PROMPT – Could you write out the records exactly as they are given?

INPUT DATA –
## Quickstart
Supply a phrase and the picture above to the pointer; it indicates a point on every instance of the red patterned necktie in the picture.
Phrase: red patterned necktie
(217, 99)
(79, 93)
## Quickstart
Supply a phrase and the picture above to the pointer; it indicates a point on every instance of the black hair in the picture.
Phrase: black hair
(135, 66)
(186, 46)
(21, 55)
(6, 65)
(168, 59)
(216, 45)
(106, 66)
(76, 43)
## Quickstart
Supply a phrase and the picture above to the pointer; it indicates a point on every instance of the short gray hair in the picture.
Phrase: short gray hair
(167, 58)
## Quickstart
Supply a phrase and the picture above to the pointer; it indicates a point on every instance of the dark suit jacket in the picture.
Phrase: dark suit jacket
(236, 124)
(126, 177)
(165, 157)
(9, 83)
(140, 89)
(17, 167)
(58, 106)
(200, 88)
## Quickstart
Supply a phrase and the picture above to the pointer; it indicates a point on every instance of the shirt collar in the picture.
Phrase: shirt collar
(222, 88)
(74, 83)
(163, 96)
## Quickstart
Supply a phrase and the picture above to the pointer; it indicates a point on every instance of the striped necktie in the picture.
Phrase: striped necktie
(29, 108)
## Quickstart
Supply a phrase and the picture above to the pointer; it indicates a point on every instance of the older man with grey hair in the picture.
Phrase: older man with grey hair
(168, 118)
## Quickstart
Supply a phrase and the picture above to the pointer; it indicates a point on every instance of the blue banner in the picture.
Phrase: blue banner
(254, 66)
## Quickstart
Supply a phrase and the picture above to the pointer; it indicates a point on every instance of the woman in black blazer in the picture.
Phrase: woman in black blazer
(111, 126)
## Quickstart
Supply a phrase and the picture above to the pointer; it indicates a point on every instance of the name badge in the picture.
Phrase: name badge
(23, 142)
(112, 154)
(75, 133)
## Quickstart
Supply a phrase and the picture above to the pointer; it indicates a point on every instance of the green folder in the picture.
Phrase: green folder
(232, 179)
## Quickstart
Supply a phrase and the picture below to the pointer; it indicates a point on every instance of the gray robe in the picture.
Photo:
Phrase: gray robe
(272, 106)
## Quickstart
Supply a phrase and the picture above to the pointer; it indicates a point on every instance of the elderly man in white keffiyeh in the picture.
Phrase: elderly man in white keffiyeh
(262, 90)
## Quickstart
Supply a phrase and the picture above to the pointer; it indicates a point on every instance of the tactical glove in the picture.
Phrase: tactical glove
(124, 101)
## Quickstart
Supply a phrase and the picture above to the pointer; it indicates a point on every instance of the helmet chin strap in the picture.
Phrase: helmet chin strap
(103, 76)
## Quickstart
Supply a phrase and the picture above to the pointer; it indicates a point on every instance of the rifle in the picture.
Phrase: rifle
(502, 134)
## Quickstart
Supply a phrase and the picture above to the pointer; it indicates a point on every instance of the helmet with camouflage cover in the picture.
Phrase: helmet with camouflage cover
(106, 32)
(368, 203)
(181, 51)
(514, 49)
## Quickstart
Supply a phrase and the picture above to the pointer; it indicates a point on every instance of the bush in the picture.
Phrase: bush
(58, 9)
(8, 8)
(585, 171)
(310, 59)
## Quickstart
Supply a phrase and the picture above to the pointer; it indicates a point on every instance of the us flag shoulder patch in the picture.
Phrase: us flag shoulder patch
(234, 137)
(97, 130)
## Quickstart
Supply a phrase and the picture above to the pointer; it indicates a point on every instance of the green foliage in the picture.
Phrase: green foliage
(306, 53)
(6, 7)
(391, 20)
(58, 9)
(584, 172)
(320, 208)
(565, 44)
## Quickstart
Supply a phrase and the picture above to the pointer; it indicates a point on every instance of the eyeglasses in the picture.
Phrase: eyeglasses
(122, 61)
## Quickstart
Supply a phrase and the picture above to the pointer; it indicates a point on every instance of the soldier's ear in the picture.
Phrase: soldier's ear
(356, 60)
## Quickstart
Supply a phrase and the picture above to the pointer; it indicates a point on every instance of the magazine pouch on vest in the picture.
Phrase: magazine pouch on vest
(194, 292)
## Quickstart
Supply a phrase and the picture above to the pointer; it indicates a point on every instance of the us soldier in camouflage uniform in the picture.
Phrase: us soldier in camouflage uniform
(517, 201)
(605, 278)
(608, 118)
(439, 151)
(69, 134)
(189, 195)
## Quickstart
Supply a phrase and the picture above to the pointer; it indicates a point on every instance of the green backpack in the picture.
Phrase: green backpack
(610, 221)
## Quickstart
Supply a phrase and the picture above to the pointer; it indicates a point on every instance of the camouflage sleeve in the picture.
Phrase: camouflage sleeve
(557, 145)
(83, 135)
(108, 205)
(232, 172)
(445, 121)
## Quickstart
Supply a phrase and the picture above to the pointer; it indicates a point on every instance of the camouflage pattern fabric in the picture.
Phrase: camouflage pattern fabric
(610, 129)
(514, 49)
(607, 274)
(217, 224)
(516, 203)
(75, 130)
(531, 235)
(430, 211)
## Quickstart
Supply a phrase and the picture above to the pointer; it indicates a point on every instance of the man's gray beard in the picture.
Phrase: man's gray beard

SOLUTION FOR THIS PROBLEM –
## Quickstart
Supply a phrase and the picture above to the pointer; it indicates a point on every instance of the red patterned necktie in the picture.
Phrase: red patterned necktie
(217, 99)
(79, 93)
## Quickstart
Supply a phrase and the picture above to the pointer; it indicates a point on every instance of the black hair in the picture.
Phrase: black hair
(135, 66)
(186, 46)
(21, 55)
(6, 65)
(168, 59)
(216, 45)
(106, 66)
(76, 43)
## Quickstart
Supply a phrase and the picture above to the pointer; it indicates a point on every instance of the short gray hair in the picture.
Phrase: short gray hair
(167, 58)
## Quickstart
Supply a phrase and the picture above to the pointer; it indicates a point on every instance of the dark suit jacket in the picture.
Phrase: dark suit jacket
(236, 124)
(126, 177)
(165, 157)
(9, 83)
(140, 89)
(17, 167)
(58, 106)
(200, 88)
## Quickstart
Supply a phrase and the picture above to the pointer; it indicates a point on every instance of the shirt collar in the picture.
Phrase: shirt collar
(222, 88)
(74, 83)
(163, 96)
## Quickstart
Supply a phrase and the picture above to the pointer; it indicates a point on every instance of the striped necktie in the picture.
Phrase: striped necktie
(29, 108)
## Quickstart
Supply a phrase and the picture above to the pointer; it indicates a point on every instance of the older man with grey hair in the picture.
Phrase: older man with grey hair
(168, 118)
## Quickstart
Supply a phrase and the picture above to the pointer; it indicates a point on every instance of the blue banner in the picture.
Phrase: blue banner
(254, 66)
## Quickstart
Supply a phrase and the picture above to the pointer; it indicates a point on every instance of the woman in black blazer in the picture.
Phrase: woman in black blazer
(111, 126)
## Quickstart
Supply a phrase and the picture above to the pointer; it indicates a point on every instance of the name badge in the picture.
Phrase: name badge
(23, 142)
(112, 154)
(75, 133)
## Quickstart
Supply a phrase and the picture above to the pointer; it indicates a point on every instance of the green folder in the picture.
Phrase: green folder
(232, 179)
## Quickstart
Supply a phrase and the picture below to the pointer; it indicates a point on every instance of the gray robe in the picture.
Photo:
Phrase: gray robe
(272, 106)
## Quickstart
Supply a phrase and the picture above to the pointer; it indicates a point on every instance of the elderly man in white keffiyeh in the picture.
Phrase: elderly man in white keffiyeh
(262, 90)
## Quickstart
Supply a phrase and the picture above to the pointer; it indicates a point on every instance of the tactical glove in the picture.
Phrase: tactical glove
(124, 101)
## Quickstart
Supply a phrase and the picture above to the pointer; it indicates a point on every instance of the helmet chin strap in the picture.
Phrase: helmet chin strap
(103, 76)
## Quickstart
Supply a phrase and the picture above to the pointer; it indicates a point on every instance of the rifle in the picture.
Phrase: rifle
(502, 134)
## Quickstart
Supply a phrase and the picture above to the pointer; it indicates a point on every instance of the helmet with camouflage cover in the picture.
Phrase: helmet with camouflage cover
(106, 32)
(368, 203)
(181, 51)
(514, 49)
## Quickstart
Supply a phrase and the picture above to the pointer; it indicates a point on every instance of the bush in the picture.
Phrase: bush
(58, 9)
(8, 8)
(585, 171)
(310, 59)
## Quickstart
Supply a phrase and the picture above to the pointer; it indicates a point on every instance of the us flag shoulder patch in the picture.
Phrase: us flag shoulder patch
(234, 137)
(97, 130)
## Quickstart
Supply a phrase and the picture above to the pointer; it indicates a point on every instance of the green foliage in the picture.
Phrase: green foliage
(306, 53)
(6, 7)
(391, 20)
(58, 9)
(584, 172)
(320, 208)
(565, 44)
## Quickstart
Supply a phrase and the picture above to the pointer; it indicates a point on every instance of the eyeglasses in the picture.
Phrase: eyeglasses
(122, 61)
## Quickstart
Supply a phrase and the picture above to the pointer; it indicates a point on every instance of the soldier's ear in the picture.
Phrase: soldier's ear
(356, 60)
## Quickstart
Supply a phrase and the picture above to the pointer; it indicates a point on every instance of the magazine pouch on vest in the picture.
Phrase: magazine pouch on vest
(194, 292)
## Quickstart
Supply a phrase and the picture above to the pointer; it indicates a point on every instance of the us soldier in camouflage uniform in the picture.
Phrase: us soldier in camouflage uniform
(517, 201)
(605, 278)
(608, 118)
(439, 151)
(69, 134)
(189, 195)
## Quickstart
Supply a phrase and the picture above to the pointer; it indicates a point on every instance of the green backpack in the picture.
Phrase: green backpack
(610, 221)
## Quickstart
Supply a phrase and the picture above to the pointer; it indicates a point on every instance of the camouflage sleeve in the picture.
Phrase: camouflage sleeve
(557, 145)
(83, 135)
(108, 205)
(232, 172)
(445, 121)
## Quickstart
Supply a phrase and the picture above to the pointer; it indicates a point on every instance of the camouflage pattern fabric in the picture.
Phrase: camouflage pattern fabric
(610, 129)
(514, 49)
(607, 274)
(217, 224)
(516, 203)
(75, 130)
(531, 235)
(430, 211)
## Quickstart
Supply a phrase and the picture above to the pointer; it indicates a point on every instance of the man's gray beard in the picture.
Phrase: man's gray beard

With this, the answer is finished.